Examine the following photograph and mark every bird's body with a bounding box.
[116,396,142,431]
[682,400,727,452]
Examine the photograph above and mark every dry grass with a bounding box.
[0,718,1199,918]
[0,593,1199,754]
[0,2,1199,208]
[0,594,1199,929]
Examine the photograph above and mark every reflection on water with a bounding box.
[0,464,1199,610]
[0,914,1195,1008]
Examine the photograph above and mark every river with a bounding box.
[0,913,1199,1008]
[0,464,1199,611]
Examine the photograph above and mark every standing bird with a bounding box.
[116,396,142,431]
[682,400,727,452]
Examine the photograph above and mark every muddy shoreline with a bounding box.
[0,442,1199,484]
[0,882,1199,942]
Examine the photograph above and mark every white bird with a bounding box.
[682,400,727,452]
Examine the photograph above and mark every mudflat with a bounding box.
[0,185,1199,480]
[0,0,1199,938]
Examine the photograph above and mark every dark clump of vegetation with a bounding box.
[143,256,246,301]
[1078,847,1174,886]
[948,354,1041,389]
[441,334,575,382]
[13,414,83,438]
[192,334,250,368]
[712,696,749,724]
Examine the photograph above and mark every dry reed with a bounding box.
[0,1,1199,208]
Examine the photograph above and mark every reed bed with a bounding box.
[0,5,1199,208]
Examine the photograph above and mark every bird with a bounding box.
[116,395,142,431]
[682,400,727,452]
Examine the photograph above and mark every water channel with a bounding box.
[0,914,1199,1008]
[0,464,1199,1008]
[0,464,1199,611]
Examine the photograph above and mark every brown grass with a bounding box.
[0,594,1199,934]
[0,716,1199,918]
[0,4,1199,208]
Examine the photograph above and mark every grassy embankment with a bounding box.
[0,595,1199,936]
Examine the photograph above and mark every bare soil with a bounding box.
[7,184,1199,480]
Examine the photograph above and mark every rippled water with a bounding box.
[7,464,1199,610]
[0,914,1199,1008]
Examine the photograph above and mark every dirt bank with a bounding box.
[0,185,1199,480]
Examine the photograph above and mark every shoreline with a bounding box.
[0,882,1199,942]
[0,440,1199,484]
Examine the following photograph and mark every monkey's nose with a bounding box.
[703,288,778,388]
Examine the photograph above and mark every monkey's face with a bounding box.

--- TASK PROMPT ---
Arrange every line of the entries above as a Markdown table with the columns "Row" and "Line", numbering each row and leaving out blank lines.

--- RIGHT ANSWER ---
| Row | Line |
|---|---|
| 1 | Examine the following photograph and mark every bird's body with a bounding box. |
| 2 | [116,396,142,431] |
| 3 | [682,400,727,452] |
| 4 | Examine the photograph above and mark every dry grass with a bounding box. |
| 5 | [0,718,1199,918] |
| 6 | [0,593,1199,754] |
| 7 | [0,2,1199,208] |
| 8 | [0,594,1199,929] |
| 9 | Examine the photograph above and mark every reflection on water with a bounding box. |
| 10 | [0,464,1199,610] |
| 11 | [0,914,1195,1008] |
| 12 | Examine the photograph above and mark every river with a bounding box. |
| 13 | [0,913,1199,1008] |
| 14 | [0,464,1199,611] |
| 15 | Examine the photograph above and mark every standing bird with a bounding box. |
| 16 | [116,396,142,431] |
| 17 | [682,400,727,452] |
| 18 | Examine the photograph above and mark every muddy shoreline with a bounding box. |
| 19 | [0,442,1199,484] |
| 20 | [0,882,1199,942] |
| 21 | Examine the photograph above and mark every white bird with a bounding box. |
| 22 | [682,400,727,452] |
| 23 | Examine the photograph above and mark every mudflat with a bounding box. |
| 24 | [0,185,1199,480] |
| 25 | [0,0,1199,938] |
| 26 | Examine the photograph above and mark every dark clump of vegetation with a bounding box. |
| 27 | [143,256,246,301] |
| 28 | [1078,847,1174,886] |
| 29 | [948,354,1041,389] |
| 30 | [441,334,575,382] |
| 31 | [13,414,83,438] |
| 32 | [192,334,250,368] |
| 33 | [712,696,749,724] |
| 34 | Examine the photograph above and mark every dry reed with a bounding box. |
| 35 | [0,1,1199,208] |
| 36 | Examine the photograph above and mark every reed bed with a bounding box. |
| 37 | [0,5,1199,208] |
| 38 | Examine the photograph above and mark every bird with a bounding box. |
| 39 | [116,395,142,431] |
| 40 | [682,400,727,452] |
| 41 | Examine the photograph above and mark every water channel with a bounding box. |
| 42 | [0,914,1199,1008] |
| 43 | [0,464,1199,1008] |
| 44 | [0,464,1199,611] |
| 45 | Examine the photograph above and mark every brown grass with a bounding box. |
| 46 | [0,594,1199,934] |
| 47 | [0,716,1199,918] |
| 48 | [0,4,1199,208] |
| 49 | Examine the photograph above and mark every grassy embankment with a bounding box. |
| 50 | [0,595,1199,936] |
| 51 | Examine the photograph above and mark every bare soil with a bounding box. |
| 52 | [7,184,1199,480] |
| 53 | Examine the photograph above and mark every rippled water with a bounding box. |
| 54 | [7,464,1199,610] |
| 55 | [0,914,1199,1008] |
| 56 | Examine the photograph above and mark every dirt bank with a bounding box. |
| 57 | [0,185,1199,480] |
| 58 | Examine the photograph above and mark every shoreline with a bounding box. |
| 59 | [0,882,1199,942] |
| 60 | [0,440,1199,484] |
| 61 | Examine the following photograph and mark every monkey's nose with a bounding box. |
| 62 | [703,288,778,388] |
| 63 | Examine the photograph above and mark every monkey's face with a bounding box. |